+++ Records for the task +++
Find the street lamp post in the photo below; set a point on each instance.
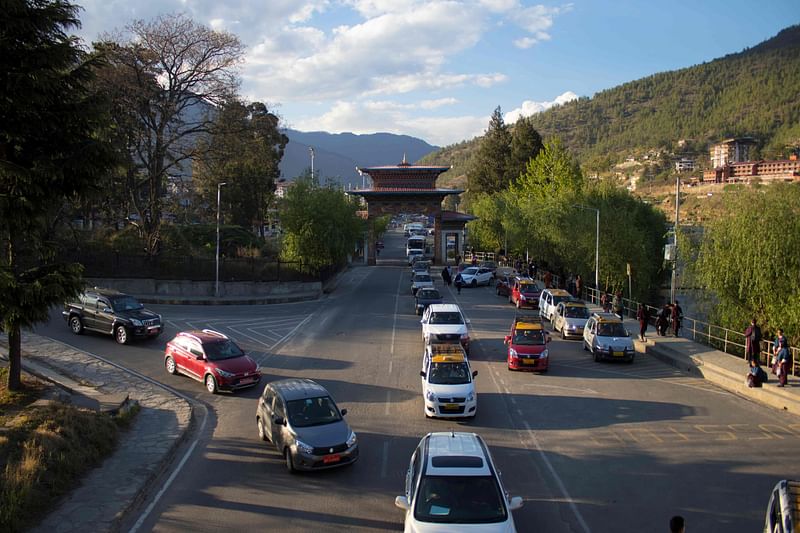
(216, 278)
(597, 245)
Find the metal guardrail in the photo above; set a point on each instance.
(723, 339)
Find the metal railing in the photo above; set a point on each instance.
+++
> Aim
All lines from the line containing "Find the metal guardrail" through the end of the listing above are to be duplicated exactly; include both ends and nothing further.

> Output of the task
Find the metal guardrail in the photo above; set a point on each instance.
(723, 339)
Find the metal railing in the photo above; set a point on each instance.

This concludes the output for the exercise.